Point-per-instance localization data
======

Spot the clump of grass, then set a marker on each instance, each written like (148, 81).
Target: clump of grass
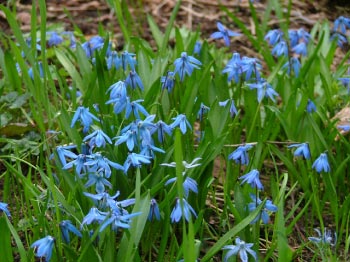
(126, 144)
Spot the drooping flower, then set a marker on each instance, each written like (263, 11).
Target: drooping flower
(281, 48)
(274, 36)
(133, 80)
(43, 247)
(94, 215)
(66, 226)
(234, 68)
(203, 109)
(240, 155)
(154, 212)
(321, 164)
(240, 248)
(252, 178)
(301, 150)
(185, 65)
(300, 49)
(168, 81)
(135, 160)
(185, 211)
(224, 33)
(128, 59)
(3, 208)
(97, 138)
(113, 60)
(197, 48)
(118, 218)
(264, 215)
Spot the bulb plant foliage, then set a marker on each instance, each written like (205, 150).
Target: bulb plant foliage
(189, 152)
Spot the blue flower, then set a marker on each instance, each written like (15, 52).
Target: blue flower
(273, 36)
(66, 226)
(133, 80)
(234, 68)
(95, 43)
(197, 48)
(102, 164)
(3, 208)
(310, 107)
(292, 64)
(168, 81)
(185, 65)
(302, 150)
(321, 164)
(345, 128)
(118, 218)
(94, 215)
(341, 24)
(252, 178)
(346, 82)
(41, 71)
(300, 49)
(240, 155)
(185, 211)
(340, 38)
(113, 60)
(55, 39)
(128, 59)
(303, 35)
(224, 33)
(250, 66)
(203, 109)
(85, 117)
(154, 212)
(97, 138)
(182, 122)
(293, 37)
(264, 216)
(43, 247)
(135, 108)
(233, 109)
(324, 239)
(281, 48)
(240, 248)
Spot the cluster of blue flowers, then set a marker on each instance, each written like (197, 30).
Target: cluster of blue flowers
(143, 135)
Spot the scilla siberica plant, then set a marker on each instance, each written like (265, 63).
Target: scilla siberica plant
(126, 136)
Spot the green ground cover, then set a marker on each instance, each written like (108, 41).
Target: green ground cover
(174, 152)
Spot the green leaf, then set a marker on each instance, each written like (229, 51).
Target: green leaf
(157, 34)
(231, 233)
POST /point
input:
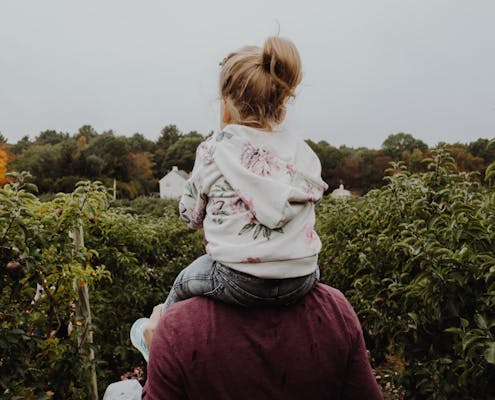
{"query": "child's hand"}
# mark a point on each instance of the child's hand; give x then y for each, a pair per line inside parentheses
(149, 328)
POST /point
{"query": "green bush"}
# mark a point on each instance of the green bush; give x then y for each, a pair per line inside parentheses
(36, 248)
(144, 254)
(417, 261)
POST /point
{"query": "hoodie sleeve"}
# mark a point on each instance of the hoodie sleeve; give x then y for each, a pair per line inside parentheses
(192, 206)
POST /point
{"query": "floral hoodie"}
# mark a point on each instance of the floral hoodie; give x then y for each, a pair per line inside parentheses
(254, 193)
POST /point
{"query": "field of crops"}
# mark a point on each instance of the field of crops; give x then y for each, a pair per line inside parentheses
(416, 259)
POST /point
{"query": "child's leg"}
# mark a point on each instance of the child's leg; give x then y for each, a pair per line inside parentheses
(250, 291)
(195, 280)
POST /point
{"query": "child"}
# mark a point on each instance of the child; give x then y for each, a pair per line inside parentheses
(252, 189)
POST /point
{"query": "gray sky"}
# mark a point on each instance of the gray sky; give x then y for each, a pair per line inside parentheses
(371, 68)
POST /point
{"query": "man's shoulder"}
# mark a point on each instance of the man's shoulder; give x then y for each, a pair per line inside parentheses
(322, 295)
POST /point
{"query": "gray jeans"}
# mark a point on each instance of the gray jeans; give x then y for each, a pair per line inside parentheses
(206, 277)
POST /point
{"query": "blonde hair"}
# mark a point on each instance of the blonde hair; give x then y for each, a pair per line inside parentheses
(257, 82)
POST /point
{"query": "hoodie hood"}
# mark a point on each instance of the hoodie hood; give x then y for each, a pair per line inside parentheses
(274, 173)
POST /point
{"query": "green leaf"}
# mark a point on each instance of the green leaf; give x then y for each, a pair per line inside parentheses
(489, 353)
(246, 228)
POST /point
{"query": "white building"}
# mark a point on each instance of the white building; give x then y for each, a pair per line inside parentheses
(172, 184)
(340, 193)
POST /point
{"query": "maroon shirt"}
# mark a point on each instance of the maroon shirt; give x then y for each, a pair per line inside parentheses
(204, 349)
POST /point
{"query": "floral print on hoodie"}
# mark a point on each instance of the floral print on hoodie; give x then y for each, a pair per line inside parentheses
(254, 192)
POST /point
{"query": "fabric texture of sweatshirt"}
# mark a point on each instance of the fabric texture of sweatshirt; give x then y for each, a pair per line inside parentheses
(254, 193)
(204, 349)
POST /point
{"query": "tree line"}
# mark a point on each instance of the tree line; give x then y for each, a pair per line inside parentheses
(58, 160)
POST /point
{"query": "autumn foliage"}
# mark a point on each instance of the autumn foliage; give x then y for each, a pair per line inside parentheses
(5, 158)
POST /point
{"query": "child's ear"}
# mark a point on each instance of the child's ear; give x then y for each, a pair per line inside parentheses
(226, 115)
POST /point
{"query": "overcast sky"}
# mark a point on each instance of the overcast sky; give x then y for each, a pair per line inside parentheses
(371, 68)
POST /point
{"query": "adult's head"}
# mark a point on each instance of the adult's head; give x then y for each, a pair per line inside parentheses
(204, 349)
(255, 82)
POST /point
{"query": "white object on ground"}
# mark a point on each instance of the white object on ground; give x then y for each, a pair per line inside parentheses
(129, 389)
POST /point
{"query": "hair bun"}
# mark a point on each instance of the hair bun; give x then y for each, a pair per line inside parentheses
(280, 58)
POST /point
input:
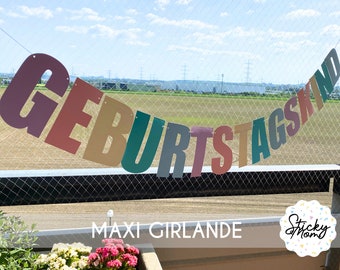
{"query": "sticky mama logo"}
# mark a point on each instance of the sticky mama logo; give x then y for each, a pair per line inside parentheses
(308, 228)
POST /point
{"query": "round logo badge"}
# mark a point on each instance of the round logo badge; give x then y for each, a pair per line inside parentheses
(308, 228)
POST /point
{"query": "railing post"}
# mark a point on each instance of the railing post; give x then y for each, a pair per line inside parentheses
(333, 255)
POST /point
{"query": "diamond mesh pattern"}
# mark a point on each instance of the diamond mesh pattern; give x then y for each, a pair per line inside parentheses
(103, 187)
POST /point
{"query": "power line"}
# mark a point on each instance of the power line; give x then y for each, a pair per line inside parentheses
(17, 42)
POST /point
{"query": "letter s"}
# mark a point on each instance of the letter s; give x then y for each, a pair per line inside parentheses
(18, 92)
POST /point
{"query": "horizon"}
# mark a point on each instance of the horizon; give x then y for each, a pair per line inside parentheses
(248, 41)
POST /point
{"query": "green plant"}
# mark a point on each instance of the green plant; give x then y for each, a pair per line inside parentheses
(115, 255)
(64, 256)
(16, 244)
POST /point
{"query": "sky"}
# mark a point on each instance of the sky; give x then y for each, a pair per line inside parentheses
(235, 41)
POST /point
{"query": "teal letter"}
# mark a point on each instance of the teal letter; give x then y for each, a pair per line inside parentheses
(333, 66)
(259, 140)
(324, 82)
(135, 140)
(170, 148)
(277, 134)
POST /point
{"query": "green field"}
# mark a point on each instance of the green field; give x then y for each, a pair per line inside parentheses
(316, 142)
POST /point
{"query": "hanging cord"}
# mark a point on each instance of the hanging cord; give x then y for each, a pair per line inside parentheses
(17, 42)
(337, 43)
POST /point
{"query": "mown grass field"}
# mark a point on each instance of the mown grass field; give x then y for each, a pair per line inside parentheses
(318, 141)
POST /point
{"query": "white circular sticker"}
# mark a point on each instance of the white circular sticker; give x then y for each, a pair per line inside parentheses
(308, 228)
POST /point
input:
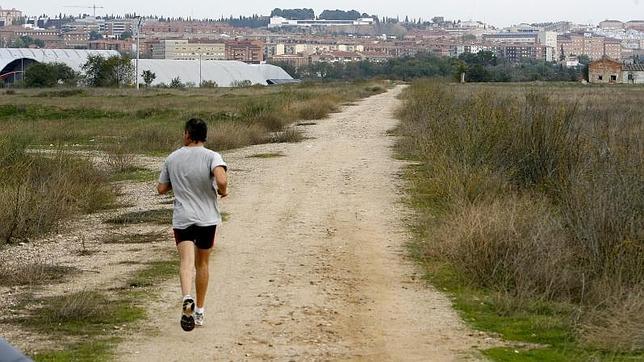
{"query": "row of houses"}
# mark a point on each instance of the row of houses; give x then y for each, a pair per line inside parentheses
(609, 71)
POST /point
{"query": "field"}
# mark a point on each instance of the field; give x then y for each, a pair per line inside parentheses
(118, 124)
(75, 268)
(531, 211)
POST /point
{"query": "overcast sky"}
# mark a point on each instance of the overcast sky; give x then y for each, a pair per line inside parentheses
(495, 12)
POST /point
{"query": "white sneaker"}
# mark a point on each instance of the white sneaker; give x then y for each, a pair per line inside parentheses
(198, 319)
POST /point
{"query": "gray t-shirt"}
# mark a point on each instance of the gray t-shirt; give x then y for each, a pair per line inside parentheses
(189, 171)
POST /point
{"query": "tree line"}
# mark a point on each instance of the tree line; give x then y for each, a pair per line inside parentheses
(484, 66)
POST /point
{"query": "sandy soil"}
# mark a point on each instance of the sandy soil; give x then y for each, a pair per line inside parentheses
(311, 263)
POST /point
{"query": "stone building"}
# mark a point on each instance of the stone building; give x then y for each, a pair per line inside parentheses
(605, 70)
(609, 71)
(633, 73)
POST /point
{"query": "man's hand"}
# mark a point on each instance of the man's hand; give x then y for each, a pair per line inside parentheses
(221, 180)
(164, 188)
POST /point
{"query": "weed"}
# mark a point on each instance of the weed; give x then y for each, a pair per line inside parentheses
(290, 135)
(34, 274)
(532, 200)
(144, 238)
(135, 174)
(158, 216)
(267, 155)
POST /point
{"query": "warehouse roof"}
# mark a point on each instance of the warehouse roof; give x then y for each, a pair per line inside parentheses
(74, 58)
(223, 72)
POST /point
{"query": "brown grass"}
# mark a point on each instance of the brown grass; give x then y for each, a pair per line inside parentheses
(535, 197)
(33, 274)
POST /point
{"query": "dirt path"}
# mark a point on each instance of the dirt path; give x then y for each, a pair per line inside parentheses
(310, 265)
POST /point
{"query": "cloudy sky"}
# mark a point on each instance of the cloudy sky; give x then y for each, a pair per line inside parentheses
(496, 12)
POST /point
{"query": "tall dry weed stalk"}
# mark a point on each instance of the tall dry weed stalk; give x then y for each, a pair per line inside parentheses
(533, 197)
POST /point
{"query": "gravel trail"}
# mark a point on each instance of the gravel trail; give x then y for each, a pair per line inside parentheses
(311, 263)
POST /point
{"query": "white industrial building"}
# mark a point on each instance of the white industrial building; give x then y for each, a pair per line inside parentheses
(225, 73)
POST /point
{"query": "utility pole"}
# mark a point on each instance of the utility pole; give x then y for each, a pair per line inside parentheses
(138, 44)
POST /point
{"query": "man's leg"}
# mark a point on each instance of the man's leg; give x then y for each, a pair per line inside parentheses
(186, 251)
(201, 264)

======

Exercise:
Filter the entries and copy each line with "marker".

Task output:
Spot the clump of grass, then set a marker on each instance, each written like (148, 81).
Spot the drooping flower, then set a marker on each instance, each written like (263, 11).
Spot the bulb plant foliage, then set a marker on each instance, each written like (205, 150).
Spot the blue flower, then set a marker on each instance, each written like (15, 52).
Spot the cluster of blue flowers, then set a marker on each instance, each written like (197, 30).
Spot the scilla siberica plant, then set a marker on each instance, each written like (265, 63).
Spot the green ground cover, then set a marker on each instance, each written like (108, 41).
Spot the green leaf, then set a marker on each instance, each written like (229, 51).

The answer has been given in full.